:: Document passage ::
That isn’t enough. Congress needs to legislate explicitly so that if a Trump wanna-be becomes president in 2025, he can’t just impose such a measure again. The Democrats can do this now, for about 18 months before they likely lose the House of Representatives in 2022 and should put a rush order on it.
Moreover, the Arab press is pointing out that the visa ban could nevertheless have a long arm and harm its victims even after abolition, and that the Biden administration must prevent ongoing harm. For instance, when you apply for a visa, you are asked if you were ever denied a visa before. Obviously, a previous denial could look suspicious and be grounds for being turned down now! You’ve got millions who could be affected.
Trump’s Muslim visa ban wrought enormous harm to innocent Americans. It kept grandchildren from visiting their grandparents. Some died alone and far away. It separated not only families but close friends. It separated colleagues. It broke up research teams. It ruined careers and businesses. It had no basis in fact. Immigrants from the countries singled out were not responsible for any acts of terrorism in the US. All the while, Trump was coddling the real terrorist threat, of white supremacists.
The Executive Order was clearly discriminatory and a violation of the First Amendment (see below). The Republican Supreme Court that prides itself on upholding religious liberty against Democratic Party secularism gave in to the most hateful attack on freedom of religion in decades.
It is worth reviewing what judges said about the first two attempts at a Muslim ban, which failed in the lower courts because they were so egregious. Trump won on the third try by including a few officials in Venezuela and North Korea, while mainly targeting Muslim-majority countries, and SCOTUS let Trump get by with this sleight of hand. What judges said about versions 1.0 and 2.0 of the executive order was also true of 3.0, whatever Clarence Thomas and Samuel Alito (two of the worst justices in history) might say. Thomas is inexplicably married to a white nationalist who cheered on the Capitol insurrection.
I wrote in February, 2017, when the first of the three Muslim visa bans was issued by Executive Order (EO) in February, 2017, about the first time it was struck down:
- “US District Judge James Robart of Seattle, a Bush appointee, issued a judgment suspending the Executive Order on the grounds that it is unconstitutional and places an undue burden on the state of Washington and on its 25,000 residents from the 7 countries that Trump singled out…
Robart wrote, according to the Seattle Times:
“The executive order adversely affects the state’s residents in areas of employment, education, business, family relations and freedom to travel,” Robart wrote, adding that the order also harmed the state’s public universities and tax base. “These harms are significant and ongoing.”

:: Objectives ::
**A)** Answer these questions from the passage on the visa ban:
(i) How many residents of the state of Washington came from the countries Trump singled out?
(ii) Which two countries had officials included in the third version of the ban?
(iii) Which US District Judge in Seattle suspended the first Executive Order?
**B)** Duplicate the stretch of the passage on the visa ban from "Trump’s Muslim visa" through "religion in decades.".
The entries that come next are separate material, unrelated to the passage on the visa ban.

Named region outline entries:
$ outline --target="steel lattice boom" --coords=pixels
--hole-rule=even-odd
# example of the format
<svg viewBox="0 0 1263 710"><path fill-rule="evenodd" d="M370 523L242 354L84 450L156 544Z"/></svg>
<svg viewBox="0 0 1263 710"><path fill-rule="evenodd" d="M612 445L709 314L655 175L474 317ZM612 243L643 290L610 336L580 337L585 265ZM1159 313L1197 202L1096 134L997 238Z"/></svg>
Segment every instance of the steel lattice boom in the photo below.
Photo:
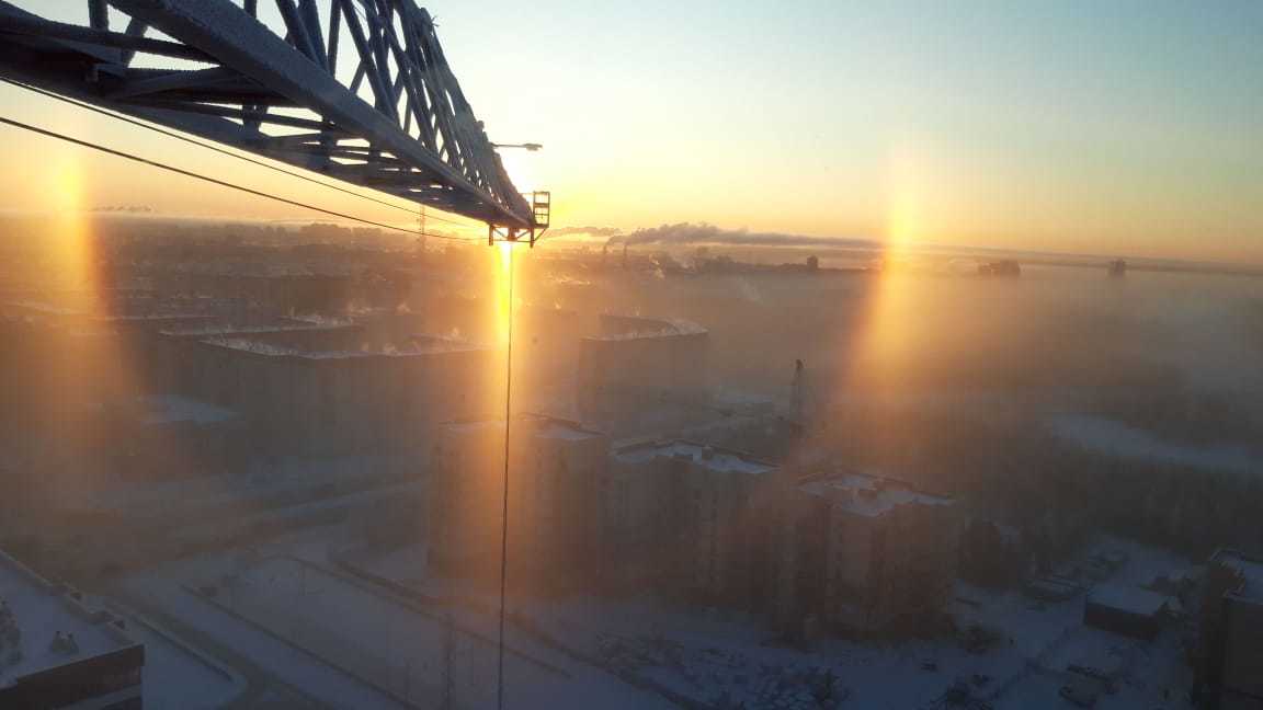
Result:
<svg viewBox="0 0 1263 710"><path fill-rule="evenodd" d="M0 75L510 239L547 224L505 174L413 0L272 0L284 35L258 19L258 0L86 1L88 24L76 25L0 0ZM111 27L110 8L125 27Z"/></svg>

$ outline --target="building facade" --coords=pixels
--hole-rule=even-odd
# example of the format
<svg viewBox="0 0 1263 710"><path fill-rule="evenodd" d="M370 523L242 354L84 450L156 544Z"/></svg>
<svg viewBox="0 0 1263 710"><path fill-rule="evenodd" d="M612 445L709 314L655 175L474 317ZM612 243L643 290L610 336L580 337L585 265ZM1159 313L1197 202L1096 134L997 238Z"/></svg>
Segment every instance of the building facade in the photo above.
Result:
<svg viewBox="0 0 1263 710"><path fill-rule="evenodd" d="M1201 633L1206 706L1263 709L1263 558L1233 550L1211 556Z"/></svg>
<svg viewBox="0 0 1263 710"><path fill-rule="evenodd" d="M777 466L681 440L616 447L602 483L608 576L630 571L692 601L759 610Z"/></svg>
<svg viewBox="0 0 1263 710"><path fill-rule="evenodd" d="M778 623L815 620L850 634L907 633L941 618L956 576L961 523L951 498L846 471L782 491Z"/></svg>
<svg viewBox="0 0 1263 710"><path fill-rule="evenodd" d="M495 579L504 508L504 419L440 427L427 491L428 558L437 571ZM596 561L597 484L609 438L576 422L514 417L508 466L508 566L512 584L567 586Z"/></svg>

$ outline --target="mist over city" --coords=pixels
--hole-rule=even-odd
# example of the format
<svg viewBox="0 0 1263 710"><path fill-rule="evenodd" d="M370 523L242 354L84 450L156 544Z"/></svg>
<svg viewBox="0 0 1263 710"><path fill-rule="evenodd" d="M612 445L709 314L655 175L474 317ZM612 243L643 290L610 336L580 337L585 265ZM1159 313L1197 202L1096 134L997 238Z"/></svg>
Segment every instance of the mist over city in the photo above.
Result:
<svg viewBox="0 0 1263 710"><path fill-rule="evenodd" d="M1263 10L0 0L0 710L1263 709Z"/></svg>

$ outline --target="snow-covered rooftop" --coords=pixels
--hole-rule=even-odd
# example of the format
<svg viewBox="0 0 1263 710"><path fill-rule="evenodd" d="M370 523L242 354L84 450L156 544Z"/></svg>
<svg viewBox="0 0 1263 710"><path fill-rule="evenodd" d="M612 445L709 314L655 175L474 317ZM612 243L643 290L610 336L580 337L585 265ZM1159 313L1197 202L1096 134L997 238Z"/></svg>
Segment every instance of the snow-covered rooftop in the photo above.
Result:
<svg viewBox="0 0 1263 710"><path fill-rule="evenodd" d="M1263 601L1263 560L1249 557L1235 550L1220 550L1212 561L1234 570L1242 579L1242 586L1234 590L1236 596Z"/></svg>
<svg viewBox="0 0 1263 710"><path fill-rule="evenodd" d="M856 515L883 515L899 505L950 505L951 498L917 490L911 484L860 472L836 472L798 486L807 495L830 499Z"/></svg>
<svg viewBox="0 0 1263 710"><path fill-rule="evenodd" d="M171 336L216 336L216 335L251 335L264 332L289 332L289 331L331 331L355 327L352 323L312 323L293 321L288 323L272 323L260 326L231 326L231 325L200 325L174 328L163 328L159 332Z"/></svg>
<svg viewBox="0 0 1263 710"><path fill-rule="evenodd" d="M147 399L147 403L149 404L149 416L145 417L147 424L165 424L173 422L210 424L215 422L226 422L237 417L237 413L231 409L225 409L224 407L216 407L215 404L210 404L207 402L188 399L187 397L178 397L174 394L152 397Z"/></svg>
<svg viewBox="0 0 1263 710"><path fill-rule="evenodd" d="M11 642L0 642L5 648L5 662L0 662L0 686L13 685L30 673L135 644L117 628L95 619L78 601L66 595L64 587L51 584L3 552L0 599L11 613L11 623L20 632L18 643L21 649L20 654L10 656ZM77 649L54 648L53 639L58 632L73 634ZM16 662L9 662L13 658Z"/></svg>
<svg viewBox="0 0 1263 710"><path fill-rule="evenodd" d="M589 336L586 340L638 340L650 337L677 337L682 335L705 335L705 327L685 318L643 318L639 316L610 316L625 321L626 330Z"/></svg>
<svg viewBox="0 0 1263 710"><path fill-rule="evenodd" d="M536 414L529 412L519 413L518 421L524 424L530 424L532 431L536 436L546 438L565 438L570 441L581 441L585 438L596 438L602 436L601 432L585 428L578 422L572 422L570 419L560 419L557 417L549 417L547 414ZM443 427L448 431L455 432L476 432L482 430L504 430L504 419L456 419L451 422L445 422Z"/></svg>
<svg viewBox="0 0 1263 710"><path fill-rule="evenodd" d="M1094 586L1087 594L1087 603L1118 609L1119 611L1127 611L1137 617L1154 617L1168 605L1168 599L1163 594L1139 586L1100 584Z"/></svg>
<svg viewBox="0 0 1263 710"><path fill-rule="evenodd" d="M717 448L692 441L644 441L618 447L614 457L624 464L643 464L655 459L688 460L712 471L760 475L775 470L773 464L739 451Z"/></svg>
<svg viewBox="0 0 1263 710"><path fill-rule="evenodd" d="M408 347L386 347L381 350L302 350L298 347L285 347L270 342L259 342L249 337L210 337L203 342L242 350L256 355L274 358L303 358L306 360L349 360L352 358L412 358L416 355L433 355L437 352L470 352L484 350L482 346L462 340L428 337L426 340L413 339Z"/></svg>

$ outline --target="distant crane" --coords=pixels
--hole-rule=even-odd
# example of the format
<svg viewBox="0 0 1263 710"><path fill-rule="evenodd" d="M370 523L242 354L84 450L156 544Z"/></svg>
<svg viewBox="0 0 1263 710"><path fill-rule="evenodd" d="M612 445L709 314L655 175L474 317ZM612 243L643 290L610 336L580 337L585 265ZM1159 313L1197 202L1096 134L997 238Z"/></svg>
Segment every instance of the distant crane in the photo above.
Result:
<svg viewBox="0 0 1263 710"><path fill-rule="evenodd" d="M85 3L80 25L0 0L0 76L484 221L493 239L533 244L548 224L413 0L274 0L280 32L258 0Z"/></svg>

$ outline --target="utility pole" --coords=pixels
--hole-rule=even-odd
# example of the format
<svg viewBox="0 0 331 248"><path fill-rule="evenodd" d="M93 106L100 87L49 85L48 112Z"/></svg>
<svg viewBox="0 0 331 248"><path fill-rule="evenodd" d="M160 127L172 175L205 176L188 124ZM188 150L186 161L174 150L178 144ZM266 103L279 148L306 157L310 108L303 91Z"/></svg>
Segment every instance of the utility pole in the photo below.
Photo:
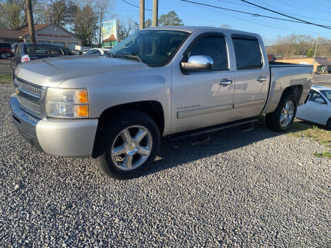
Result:
<svg viewBox="0 0 331 248"><path fill-rule="evenodd" d="M153 27L157 27L159 0L153 0Z"/></svg>
<svg viewBox="0 0 331 248"><path fill-rule="evenodd" d="M36 42L36 37L34 35L34 25L33 25L33 12L32 4L31 0L26 0L26 14L28 17L28 25L29 26L30 41L32 43Z"/></svg>
<svg viewBox="0 0 331 248"><path fill-rule="evenodd" d="M315 56L316 56L316 50L317 50L317 44L319 43L319 34L317 36L317 39L316 40L316 45L315 45L315 52L314 52L314 59L312 60L312 74L315 74Z"/></svg>
<svg viewBox="0 0 331 248"><path fill-rule="evenodd" d="M145 28L145 0L140 0L139 29Z"/></svg>

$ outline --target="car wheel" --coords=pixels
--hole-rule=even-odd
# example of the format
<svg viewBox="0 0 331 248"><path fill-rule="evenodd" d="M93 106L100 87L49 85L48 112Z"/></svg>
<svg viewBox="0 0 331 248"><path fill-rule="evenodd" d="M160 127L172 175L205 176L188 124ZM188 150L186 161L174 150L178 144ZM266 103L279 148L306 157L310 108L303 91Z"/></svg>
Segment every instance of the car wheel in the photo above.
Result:
<svg viewBox="0 0 331 248"><path fill-rule="evenodd" d="M297 103L294 96L286 94L281 99L276 110L265 114L267 127L276 132L285 132L294 121Z"/></svg>
<svg viewBox="0 0 331 248"><path fill-rule="evenodd" d="M101 134L95 161L109 177L137 177L154 161L160 143L160 132L154 120L143 112L130 111L117 116Z"/></svg>

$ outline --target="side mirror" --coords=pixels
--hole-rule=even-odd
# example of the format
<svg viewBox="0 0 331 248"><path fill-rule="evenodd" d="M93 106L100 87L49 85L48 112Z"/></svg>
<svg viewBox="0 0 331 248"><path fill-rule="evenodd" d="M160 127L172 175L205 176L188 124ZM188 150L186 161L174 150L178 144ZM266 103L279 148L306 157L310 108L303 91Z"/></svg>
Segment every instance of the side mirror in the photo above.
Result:
<svg viewBox="0 0 331 248"><path fill-rule="evenodd" d="M205 55L193 55L188 58L188 61L181 62L181 68L186 71L210 70L214 61Z"/></svg>
<svg viewBox="0 0 331 248"><path fill-rule="evenodd" d="M321 98L316 99L315 99L315 101L316 101L317 103L325 103L325 101L323 99L321 99Z"/></svg>

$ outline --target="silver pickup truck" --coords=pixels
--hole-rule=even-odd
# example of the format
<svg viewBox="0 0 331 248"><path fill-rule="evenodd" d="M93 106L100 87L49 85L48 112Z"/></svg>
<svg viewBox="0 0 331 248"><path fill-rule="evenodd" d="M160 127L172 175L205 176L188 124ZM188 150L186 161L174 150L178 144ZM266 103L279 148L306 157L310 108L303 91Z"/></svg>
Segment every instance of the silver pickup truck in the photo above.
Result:
<svg viewBox="0 0 331 248"><path fill-rule="evenodd" d="M162 136L185 137L254 121L288 130L306 101L312 67L270 65L261 37L227 29L137 32L107 56L19 65L12 119L39 150L92 156L116 178L141 174Z"/></svg>

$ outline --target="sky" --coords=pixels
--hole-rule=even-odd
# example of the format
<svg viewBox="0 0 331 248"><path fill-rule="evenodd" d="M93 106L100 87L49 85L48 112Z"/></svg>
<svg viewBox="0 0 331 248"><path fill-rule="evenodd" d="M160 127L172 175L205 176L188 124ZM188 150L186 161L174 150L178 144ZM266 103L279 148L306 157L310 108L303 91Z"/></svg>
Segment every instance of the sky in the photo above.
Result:
<svg viewBox="0 0 331 248"><path fill-rule="evenodd" d="M139 0L125 0L135 6ZM241 0L191 0L222 8L289 19L268 10L250 6ZM331 0L247 0L287 15L314 23L331 27ZM146 9L152 9L153 0L145 0ZM266 45L271 45L278 35L290 34L320 36L331 39L331 29L294 22L271 19L261 17L234 12L207 6L196 5L181 0L159 0L159 17L174 10L185 25L221 27L227 25L232 29L260 34ZM110 14L121 20L132 17L139 22L139 8L122 0L113 0ZM152 12L146 10L145 20L152 19Z"/></svg>

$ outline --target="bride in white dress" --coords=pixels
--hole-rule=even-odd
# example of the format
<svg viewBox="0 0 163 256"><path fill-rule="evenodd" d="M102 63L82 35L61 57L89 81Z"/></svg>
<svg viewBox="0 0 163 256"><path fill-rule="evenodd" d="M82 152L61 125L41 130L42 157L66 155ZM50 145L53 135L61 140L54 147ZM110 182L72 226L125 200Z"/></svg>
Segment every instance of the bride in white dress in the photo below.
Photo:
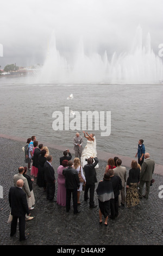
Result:
<svg viewBox="0 0 163 256"><path fill-rule="evenodd" d="M85 159L88 159L90 157L97 157L97 151L96 151L96 137L93 133L90 133L90 135L86 132L86 136L85 132L83 131L84 134L84 137L87 139L87 144L85 148L83 150L81 156L81 164L83 167L85 164L87 164L87 161ZM98 168L99 166L97 164L95 168Z"/></svg>

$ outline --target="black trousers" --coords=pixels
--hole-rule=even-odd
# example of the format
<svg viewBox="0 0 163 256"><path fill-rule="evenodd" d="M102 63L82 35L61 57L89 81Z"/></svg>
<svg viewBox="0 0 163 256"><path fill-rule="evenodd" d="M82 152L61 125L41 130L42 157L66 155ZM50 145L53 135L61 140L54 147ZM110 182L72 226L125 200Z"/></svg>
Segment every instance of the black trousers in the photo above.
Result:
<svg viewBox="0 0 163 256"><path fill-rule="evenodd" d="M20 240L22 241L25 239L25 215L23 216L13 216L11 223L10 236L12 236L16 232L17 219L18 218L19 236Z"/></svg>
<svg viewBox="0 0 163 256"><path fill-rule="evenodd" d="M144 159L143 158L141 161L140 161L140 158L138 159L138 163L141 166L143 164L143 162L144 161Z"/></svg>
<svg viewBox="0 0 163 256"><path fill-rule="evenodd" d="M71 194L72 194L73 212L75 214L78 211L77 188L66 188L66 209L67 212L70 210Z"/></svg>
<svg viewBox="0 0 163 256"><path fill-rule="evenodd" d="M111 216L112 218L115 218L118 215L118 196L110 199L110 207Z"/></svg>
<svg viewBox="0 0 163 256"><path fill-rule="evenodd" d="M55 193L55 183L47 183L46 184L46 199L49 201L54 199Z"/></svg>
<svg viewBox="0 0 163 256"><path fill-rule="evenodd" d="M95 184L87 184L86 182L85 191L84 191L84 200L88 199L88 192L90 190L90 206L94 205L94 193L95 193Z"/></svg>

:: Task answers ::
**A)**
(i) 25,000
(ii) Venezuela and North Korea
(iii) James Robart

**B)**
Trump’s Muslim visa ban wrought enormous harm to innocent Americans. It kept grandchildren from visiting their grandparents. Some died alone and far away. It separated not only families but close friends. It separated colleagues. It broke up research teams. It ruined careers and businesses. It had no basis in fact. Immigrants from the countries singled out were not responsible for any acts of terrorism in the US. All the while, Trump was coddling the real terrorist threat, of white supremacists.
The Executive Order was clearly discriminatory and a violation of the First Amendment (see below). The Republican Supreme Court that prides itself on upholding religious liberty against Democratic Party secularism gave in to the most hateful attack on freedom of religion in decades.